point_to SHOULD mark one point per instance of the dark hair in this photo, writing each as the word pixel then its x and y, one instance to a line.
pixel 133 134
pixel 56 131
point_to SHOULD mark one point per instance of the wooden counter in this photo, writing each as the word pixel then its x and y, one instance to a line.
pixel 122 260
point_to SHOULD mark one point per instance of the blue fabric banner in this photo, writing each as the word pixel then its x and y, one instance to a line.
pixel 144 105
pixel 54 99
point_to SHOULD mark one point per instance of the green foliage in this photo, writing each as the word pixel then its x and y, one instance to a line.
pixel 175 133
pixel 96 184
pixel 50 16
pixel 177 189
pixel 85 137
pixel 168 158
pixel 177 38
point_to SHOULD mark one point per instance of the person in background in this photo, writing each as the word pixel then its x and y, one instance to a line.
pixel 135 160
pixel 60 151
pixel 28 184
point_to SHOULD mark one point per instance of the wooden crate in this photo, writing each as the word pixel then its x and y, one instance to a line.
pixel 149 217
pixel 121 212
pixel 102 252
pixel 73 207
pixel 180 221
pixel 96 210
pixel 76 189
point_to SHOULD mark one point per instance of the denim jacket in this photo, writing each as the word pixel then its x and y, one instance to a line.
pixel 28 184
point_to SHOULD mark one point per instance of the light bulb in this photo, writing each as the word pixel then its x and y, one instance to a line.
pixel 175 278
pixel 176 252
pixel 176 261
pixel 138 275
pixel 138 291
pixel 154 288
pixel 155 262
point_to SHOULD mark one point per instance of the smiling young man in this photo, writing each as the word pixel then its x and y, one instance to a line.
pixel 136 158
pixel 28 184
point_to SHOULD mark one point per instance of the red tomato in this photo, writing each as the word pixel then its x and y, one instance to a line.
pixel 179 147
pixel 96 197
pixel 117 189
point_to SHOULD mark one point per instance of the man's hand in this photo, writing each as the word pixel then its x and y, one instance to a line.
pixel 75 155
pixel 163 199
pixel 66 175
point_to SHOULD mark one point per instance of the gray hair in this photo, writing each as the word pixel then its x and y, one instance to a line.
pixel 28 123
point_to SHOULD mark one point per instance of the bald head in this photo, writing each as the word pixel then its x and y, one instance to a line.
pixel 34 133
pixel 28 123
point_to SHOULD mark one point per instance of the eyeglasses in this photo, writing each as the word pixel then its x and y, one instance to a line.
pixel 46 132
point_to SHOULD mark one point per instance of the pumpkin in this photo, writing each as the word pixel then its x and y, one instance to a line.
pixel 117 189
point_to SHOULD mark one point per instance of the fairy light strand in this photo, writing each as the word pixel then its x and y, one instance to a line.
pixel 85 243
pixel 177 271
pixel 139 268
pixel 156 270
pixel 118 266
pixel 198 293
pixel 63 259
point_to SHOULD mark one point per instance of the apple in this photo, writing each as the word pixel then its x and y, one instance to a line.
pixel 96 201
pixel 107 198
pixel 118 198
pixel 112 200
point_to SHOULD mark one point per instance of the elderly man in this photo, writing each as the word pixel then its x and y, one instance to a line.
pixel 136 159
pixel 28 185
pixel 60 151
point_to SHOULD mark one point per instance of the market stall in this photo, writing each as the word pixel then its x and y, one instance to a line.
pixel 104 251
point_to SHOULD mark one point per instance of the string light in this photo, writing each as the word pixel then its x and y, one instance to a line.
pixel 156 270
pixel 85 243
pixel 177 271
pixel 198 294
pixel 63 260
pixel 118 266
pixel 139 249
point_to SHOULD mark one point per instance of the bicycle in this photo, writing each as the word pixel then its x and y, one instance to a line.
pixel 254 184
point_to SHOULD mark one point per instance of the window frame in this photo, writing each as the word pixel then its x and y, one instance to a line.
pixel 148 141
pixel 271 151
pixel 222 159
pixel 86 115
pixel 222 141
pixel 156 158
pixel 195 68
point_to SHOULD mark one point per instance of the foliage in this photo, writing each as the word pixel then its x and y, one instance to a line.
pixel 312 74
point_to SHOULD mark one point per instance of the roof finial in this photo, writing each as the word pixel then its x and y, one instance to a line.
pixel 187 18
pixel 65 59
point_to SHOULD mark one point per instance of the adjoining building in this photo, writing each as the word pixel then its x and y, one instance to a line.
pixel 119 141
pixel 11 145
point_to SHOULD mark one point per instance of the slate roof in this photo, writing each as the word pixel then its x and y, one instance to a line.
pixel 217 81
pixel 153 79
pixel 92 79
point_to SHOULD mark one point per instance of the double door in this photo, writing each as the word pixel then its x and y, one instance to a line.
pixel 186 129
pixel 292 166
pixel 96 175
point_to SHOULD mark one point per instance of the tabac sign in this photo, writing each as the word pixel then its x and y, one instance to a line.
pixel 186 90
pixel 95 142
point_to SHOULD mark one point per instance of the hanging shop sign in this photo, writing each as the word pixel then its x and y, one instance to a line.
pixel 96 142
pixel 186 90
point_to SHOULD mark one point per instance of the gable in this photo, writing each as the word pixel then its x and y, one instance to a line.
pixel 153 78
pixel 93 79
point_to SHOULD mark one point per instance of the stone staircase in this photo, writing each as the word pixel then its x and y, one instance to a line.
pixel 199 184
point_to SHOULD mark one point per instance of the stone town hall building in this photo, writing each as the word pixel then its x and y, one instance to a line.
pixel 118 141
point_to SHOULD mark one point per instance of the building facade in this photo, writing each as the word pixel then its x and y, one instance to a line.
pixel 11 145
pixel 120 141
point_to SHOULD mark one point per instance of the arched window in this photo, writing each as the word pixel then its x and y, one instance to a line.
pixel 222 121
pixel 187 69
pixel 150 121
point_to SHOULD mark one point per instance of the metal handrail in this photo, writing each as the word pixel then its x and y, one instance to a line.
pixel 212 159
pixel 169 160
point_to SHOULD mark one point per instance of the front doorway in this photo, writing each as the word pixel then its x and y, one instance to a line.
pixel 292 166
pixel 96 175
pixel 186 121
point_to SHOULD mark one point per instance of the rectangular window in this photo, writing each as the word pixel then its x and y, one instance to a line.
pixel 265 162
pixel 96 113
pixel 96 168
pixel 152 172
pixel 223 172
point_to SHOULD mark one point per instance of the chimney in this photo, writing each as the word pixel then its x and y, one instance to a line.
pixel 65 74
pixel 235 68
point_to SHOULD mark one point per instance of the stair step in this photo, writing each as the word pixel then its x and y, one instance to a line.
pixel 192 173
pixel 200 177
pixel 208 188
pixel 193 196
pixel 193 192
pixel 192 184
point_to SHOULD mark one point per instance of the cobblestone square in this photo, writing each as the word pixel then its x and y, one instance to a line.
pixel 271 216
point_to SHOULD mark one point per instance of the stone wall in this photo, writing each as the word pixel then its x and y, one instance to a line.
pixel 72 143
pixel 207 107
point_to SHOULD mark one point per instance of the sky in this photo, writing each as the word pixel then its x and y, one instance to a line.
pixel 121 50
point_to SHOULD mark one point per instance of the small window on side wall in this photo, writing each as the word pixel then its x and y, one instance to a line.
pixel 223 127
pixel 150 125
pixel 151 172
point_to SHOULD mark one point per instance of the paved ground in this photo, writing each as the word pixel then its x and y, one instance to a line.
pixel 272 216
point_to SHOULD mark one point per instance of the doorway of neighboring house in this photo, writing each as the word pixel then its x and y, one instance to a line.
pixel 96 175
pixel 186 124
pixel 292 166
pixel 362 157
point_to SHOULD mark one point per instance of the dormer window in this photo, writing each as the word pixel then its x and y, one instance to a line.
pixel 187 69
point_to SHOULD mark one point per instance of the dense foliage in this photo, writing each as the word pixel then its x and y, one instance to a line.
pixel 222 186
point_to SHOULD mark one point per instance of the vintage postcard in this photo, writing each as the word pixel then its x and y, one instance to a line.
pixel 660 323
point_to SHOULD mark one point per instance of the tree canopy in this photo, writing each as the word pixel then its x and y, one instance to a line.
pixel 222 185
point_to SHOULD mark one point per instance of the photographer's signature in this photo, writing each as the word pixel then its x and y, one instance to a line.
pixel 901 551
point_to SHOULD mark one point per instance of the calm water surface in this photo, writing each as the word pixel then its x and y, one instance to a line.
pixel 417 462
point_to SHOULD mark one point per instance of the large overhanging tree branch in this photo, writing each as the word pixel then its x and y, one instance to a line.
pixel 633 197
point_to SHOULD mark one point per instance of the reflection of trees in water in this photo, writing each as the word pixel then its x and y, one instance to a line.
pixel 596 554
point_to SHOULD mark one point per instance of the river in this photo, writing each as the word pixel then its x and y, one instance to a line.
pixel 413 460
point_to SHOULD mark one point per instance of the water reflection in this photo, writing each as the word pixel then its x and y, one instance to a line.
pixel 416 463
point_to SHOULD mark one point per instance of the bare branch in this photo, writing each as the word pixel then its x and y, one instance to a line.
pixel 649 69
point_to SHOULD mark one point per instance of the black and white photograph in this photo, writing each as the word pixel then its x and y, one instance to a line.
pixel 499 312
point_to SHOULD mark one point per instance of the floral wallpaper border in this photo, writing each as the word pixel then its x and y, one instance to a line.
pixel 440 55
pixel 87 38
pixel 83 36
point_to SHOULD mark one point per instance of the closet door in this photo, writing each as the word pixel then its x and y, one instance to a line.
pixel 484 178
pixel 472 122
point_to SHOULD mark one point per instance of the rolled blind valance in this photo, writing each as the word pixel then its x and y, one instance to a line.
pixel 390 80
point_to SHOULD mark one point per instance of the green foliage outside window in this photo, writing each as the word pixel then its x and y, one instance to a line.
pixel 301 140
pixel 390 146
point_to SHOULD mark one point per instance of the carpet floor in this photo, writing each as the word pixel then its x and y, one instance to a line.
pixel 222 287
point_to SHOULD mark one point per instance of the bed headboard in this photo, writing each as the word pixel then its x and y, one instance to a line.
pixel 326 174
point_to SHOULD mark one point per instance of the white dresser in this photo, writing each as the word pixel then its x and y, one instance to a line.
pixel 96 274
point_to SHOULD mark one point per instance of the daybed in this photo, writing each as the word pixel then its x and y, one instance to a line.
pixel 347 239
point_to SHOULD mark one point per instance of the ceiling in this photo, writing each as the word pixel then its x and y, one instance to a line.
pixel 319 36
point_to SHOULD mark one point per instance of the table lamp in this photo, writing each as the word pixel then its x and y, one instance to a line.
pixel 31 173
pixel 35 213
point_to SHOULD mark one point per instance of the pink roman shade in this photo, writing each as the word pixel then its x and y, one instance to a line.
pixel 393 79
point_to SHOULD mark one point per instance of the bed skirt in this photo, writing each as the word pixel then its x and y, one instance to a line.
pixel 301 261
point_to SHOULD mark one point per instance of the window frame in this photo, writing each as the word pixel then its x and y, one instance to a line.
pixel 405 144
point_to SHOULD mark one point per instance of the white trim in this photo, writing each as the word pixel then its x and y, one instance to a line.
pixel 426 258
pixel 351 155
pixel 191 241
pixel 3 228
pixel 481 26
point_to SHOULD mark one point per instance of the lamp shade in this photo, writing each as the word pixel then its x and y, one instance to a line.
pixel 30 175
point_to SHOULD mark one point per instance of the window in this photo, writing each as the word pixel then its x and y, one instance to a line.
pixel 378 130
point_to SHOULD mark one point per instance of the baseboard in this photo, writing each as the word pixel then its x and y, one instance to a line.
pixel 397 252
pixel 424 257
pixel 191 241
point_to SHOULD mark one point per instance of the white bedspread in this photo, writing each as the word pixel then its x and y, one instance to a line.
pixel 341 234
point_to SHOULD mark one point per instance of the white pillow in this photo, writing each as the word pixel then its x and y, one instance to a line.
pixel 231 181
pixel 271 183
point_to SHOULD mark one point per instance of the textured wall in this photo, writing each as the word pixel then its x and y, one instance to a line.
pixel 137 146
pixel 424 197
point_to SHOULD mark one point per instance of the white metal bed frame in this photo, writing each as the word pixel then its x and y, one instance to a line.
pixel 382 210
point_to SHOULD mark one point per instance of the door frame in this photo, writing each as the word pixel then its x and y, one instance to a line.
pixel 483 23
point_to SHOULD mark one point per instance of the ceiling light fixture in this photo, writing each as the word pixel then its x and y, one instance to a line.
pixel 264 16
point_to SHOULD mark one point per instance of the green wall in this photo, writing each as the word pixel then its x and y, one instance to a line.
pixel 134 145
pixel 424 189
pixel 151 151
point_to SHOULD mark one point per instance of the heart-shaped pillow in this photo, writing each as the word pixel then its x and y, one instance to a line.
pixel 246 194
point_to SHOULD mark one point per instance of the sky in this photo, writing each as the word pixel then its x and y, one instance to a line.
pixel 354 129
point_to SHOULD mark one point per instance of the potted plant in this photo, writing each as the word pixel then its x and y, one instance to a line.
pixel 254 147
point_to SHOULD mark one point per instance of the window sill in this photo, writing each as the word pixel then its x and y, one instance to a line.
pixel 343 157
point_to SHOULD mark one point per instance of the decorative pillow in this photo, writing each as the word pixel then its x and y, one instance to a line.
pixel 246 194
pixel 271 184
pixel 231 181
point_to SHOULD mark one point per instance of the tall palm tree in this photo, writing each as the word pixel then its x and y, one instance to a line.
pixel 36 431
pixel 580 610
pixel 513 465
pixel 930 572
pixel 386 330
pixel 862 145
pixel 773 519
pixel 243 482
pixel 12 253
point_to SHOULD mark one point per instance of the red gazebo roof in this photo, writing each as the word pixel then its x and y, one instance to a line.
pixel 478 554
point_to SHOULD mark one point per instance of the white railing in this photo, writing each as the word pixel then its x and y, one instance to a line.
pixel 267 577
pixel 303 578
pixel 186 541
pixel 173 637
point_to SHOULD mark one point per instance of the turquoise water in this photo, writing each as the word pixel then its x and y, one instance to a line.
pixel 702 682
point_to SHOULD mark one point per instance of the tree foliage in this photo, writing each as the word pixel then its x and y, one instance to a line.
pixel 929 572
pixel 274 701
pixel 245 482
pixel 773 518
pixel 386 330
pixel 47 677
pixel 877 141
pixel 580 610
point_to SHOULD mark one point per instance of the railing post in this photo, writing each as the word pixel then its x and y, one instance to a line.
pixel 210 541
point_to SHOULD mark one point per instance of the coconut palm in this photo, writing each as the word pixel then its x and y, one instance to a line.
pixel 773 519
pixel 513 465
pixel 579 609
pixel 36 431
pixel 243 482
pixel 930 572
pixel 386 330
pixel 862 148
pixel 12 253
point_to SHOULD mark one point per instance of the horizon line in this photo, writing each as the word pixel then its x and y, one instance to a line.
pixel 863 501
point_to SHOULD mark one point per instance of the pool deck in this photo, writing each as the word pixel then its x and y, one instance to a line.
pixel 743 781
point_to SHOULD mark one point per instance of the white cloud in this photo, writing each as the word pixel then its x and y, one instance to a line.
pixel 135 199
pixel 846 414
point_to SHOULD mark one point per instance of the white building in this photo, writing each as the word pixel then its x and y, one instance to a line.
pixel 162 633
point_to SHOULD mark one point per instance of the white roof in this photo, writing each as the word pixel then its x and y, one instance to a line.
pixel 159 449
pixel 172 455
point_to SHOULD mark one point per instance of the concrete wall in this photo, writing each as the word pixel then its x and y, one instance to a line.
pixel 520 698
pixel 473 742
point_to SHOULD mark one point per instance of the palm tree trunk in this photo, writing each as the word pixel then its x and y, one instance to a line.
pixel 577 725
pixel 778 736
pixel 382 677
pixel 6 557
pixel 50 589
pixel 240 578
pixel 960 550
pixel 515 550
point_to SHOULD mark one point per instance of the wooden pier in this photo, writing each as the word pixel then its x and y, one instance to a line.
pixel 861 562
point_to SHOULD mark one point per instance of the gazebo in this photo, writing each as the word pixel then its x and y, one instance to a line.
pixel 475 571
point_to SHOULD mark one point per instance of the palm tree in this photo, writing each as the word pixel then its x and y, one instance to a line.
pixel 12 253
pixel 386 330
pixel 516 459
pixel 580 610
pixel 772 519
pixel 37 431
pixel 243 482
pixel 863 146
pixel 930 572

● What is being asked
Put the records starting at the line that contains "point_to SHOULD mark one point per instance of the calm" and ending at the line that contains "pixel 499 312" into a two-column CSV with the columns text and answer, one row for each record. Place each value in a single quoted field, with any line breaks turned into spaces.

● Output for this task
text,answer
"point_to SHOULD mark one point per instance of the calm water surface in this photo, writing each as the word pixel then its x and y, one instance to a line.","pixel 417 462"
"point_to SHOULD mark one point per instance of the large overhanging tree branch in this photo, writing each as the word pixel then its x and y, one instance to a line.","pixel 633 197"
"point_to SHOULD mark one point per instance of the reflection of trees in water in this photo, writing each as the word pixel then its x and y, one instance to a line.","pixel 596 554"
"point_to SHOULD mark one point per instance of the river in this photo, writing each as the word pixel then its x and y, one instance to a line.","pixel 413 460"
"point_to SHOULD mark one point per instance of the water reflection in this photo, writing each as the word pixel then its x and y, one instance to a line.","pixel 416 463"
"point_to SHOULD mark one point per instance of the bare branch in this photo, writing each as the word pixel then its x and y, one instance to a line.","pixel 649 69"
"point_to SHOULD mark one point per instance of the black and white photograph in this photo, writing each as the word pixel then its x and y, one instance to a line.","pixel 499 312"